EXERCISE DETAILS:
Find every line in the rows that contains the word "grass", with case counting, and copy each of those lines.

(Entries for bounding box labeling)
== == ==
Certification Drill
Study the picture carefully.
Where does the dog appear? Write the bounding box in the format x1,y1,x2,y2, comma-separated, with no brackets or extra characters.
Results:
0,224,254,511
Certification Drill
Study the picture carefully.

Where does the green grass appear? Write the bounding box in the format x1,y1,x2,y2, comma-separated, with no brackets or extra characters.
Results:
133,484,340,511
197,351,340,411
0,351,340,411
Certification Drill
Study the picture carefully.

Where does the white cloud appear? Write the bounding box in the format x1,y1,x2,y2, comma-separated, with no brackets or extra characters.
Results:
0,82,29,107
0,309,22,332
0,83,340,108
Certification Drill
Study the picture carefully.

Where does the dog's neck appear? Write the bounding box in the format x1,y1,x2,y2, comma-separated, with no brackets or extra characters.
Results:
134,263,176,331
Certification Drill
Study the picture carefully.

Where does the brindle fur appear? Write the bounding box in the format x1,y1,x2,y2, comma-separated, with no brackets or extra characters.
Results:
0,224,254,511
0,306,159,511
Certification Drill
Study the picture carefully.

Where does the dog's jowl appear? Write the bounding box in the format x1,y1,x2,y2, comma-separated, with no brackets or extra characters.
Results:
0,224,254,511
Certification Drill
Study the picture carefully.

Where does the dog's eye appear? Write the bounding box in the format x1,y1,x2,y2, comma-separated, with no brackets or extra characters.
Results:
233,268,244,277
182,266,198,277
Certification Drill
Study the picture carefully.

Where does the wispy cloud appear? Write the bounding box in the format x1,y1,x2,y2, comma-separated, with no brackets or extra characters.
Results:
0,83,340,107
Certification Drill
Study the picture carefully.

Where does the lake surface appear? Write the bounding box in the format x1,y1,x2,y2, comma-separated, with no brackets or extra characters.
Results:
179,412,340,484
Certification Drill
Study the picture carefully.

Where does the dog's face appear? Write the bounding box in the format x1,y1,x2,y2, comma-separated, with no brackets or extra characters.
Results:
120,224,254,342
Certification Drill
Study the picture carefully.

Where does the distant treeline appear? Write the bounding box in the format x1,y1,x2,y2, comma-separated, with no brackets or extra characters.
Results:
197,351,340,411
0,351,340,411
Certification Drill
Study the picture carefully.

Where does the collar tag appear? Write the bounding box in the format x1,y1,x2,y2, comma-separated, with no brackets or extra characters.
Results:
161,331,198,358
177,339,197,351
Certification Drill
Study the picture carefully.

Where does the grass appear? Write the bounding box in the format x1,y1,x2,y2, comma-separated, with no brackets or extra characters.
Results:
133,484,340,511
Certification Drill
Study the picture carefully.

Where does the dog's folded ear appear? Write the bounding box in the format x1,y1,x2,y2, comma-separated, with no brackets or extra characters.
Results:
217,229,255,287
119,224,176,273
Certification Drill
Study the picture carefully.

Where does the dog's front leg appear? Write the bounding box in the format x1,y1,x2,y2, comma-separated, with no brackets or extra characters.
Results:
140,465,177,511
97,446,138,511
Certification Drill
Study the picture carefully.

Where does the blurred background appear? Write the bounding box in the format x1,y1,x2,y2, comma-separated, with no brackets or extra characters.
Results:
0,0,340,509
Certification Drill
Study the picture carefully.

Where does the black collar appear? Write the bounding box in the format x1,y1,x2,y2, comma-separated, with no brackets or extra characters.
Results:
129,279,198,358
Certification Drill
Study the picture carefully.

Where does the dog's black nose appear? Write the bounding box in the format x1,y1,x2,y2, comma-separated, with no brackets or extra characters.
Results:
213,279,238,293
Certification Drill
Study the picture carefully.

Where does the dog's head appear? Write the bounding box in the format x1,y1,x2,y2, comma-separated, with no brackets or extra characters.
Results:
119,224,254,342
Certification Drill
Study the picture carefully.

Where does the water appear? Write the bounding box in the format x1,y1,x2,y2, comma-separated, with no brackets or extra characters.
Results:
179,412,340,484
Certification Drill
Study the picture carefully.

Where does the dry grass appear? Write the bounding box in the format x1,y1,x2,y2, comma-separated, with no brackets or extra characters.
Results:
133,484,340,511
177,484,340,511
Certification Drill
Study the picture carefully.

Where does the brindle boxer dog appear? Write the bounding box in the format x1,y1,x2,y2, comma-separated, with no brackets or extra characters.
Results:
== == ==
TASK RESPONSE:
Where does the green grass appear? Write the bounding box in the format x1,y1,x2,y2, comma-separated, with no brackets or extra characters.
Where does the grass appear? Write the bounding box in the format x1,y1,x2,y2, comma-separated, with no brackets or extra characters.
Where does the dry grass appear? Write the bounding box in the format x1,y1,x2,y2, comma-separated, with no brackets or extra characters.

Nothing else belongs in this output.